──────── Provided records ────────
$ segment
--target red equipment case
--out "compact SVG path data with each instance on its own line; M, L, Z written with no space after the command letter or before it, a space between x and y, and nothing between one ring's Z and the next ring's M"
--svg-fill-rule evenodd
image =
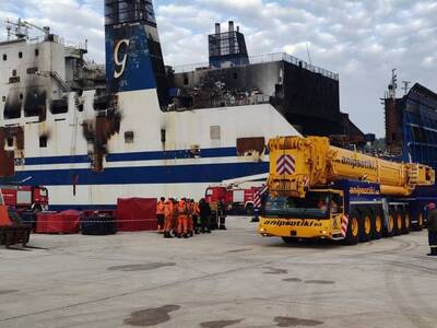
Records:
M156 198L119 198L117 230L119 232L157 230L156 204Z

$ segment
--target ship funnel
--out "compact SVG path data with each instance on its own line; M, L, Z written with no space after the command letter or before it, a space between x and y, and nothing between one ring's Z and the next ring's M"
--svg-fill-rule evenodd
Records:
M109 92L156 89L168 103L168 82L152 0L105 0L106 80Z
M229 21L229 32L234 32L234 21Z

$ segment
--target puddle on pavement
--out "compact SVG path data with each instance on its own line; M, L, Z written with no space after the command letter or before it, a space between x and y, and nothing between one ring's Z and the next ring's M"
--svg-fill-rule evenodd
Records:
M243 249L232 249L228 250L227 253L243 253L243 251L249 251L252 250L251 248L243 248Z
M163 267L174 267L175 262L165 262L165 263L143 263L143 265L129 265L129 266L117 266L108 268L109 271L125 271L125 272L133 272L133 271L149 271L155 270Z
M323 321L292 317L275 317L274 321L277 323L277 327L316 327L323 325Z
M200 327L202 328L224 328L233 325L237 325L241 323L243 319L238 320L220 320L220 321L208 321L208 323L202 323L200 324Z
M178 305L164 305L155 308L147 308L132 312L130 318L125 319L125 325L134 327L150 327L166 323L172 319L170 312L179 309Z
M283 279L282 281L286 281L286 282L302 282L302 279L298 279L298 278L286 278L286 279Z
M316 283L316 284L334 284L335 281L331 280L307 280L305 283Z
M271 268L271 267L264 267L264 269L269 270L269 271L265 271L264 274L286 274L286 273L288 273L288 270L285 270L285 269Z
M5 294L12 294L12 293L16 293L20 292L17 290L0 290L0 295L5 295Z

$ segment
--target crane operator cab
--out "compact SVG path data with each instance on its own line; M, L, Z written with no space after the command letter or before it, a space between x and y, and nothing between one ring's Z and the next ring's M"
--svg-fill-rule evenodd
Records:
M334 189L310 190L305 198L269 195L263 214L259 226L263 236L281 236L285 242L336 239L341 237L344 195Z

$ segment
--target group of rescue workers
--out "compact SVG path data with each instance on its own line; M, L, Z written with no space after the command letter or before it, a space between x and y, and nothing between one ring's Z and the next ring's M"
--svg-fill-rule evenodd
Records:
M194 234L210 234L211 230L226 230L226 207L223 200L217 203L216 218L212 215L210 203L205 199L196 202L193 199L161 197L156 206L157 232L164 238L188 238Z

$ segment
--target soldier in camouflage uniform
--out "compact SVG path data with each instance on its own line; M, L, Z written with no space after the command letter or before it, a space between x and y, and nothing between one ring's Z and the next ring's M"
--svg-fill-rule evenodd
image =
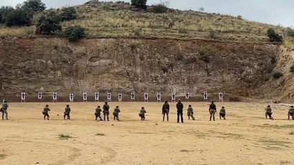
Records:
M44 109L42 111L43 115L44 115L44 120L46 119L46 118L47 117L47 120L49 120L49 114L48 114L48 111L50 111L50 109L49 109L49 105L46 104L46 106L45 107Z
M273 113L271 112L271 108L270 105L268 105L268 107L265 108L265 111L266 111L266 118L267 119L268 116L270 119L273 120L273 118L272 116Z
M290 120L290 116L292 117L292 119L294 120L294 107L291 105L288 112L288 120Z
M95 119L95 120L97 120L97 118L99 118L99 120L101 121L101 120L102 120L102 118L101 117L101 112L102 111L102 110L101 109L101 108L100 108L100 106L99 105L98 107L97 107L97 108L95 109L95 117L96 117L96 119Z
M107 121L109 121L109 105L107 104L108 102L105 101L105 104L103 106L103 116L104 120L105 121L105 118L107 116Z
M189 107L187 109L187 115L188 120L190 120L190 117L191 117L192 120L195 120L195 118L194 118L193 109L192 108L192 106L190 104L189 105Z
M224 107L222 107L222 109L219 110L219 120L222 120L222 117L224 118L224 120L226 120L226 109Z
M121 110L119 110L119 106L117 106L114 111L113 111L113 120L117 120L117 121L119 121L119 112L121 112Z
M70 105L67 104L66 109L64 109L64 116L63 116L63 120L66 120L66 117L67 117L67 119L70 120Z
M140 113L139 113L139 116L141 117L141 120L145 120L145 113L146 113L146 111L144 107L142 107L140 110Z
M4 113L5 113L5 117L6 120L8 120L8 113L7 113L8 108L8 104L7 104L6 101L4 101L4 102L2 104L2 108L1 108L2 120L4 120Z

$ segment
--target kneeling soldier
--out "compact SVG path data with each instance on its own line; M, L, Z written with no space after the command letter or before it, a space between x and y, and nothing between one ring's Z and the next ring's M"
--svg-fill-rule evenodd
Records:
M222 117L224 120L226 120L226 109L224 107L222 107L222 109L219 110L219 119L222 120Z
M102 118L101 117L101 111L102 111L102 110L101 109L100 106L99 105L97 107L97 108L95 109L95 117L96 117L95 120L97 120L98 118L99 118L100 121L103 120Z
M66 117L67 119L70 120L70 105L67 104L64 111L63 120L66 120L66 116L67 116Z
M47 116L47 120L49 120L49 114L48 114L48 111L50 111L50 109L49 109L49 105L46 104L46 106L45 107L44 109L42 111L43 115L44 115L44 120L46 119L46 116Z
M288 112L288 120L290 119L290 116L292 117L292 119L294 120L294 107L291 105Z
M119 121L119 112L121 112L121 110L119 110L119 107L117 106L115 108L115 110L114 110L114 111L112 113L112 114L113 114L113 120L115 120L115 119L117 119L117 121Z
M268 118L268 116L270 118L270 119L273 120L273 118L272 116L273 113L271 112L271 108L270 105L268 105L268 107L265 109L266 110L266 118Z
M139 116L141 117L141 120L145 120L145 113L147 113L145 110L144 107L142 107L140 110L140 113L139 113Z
────────
## What is needed
Pick out every line in the rows above that contains the word "soldier", and copy each one in full.

## The result
--target soldier in camouflage uniform
--target kneeling soldier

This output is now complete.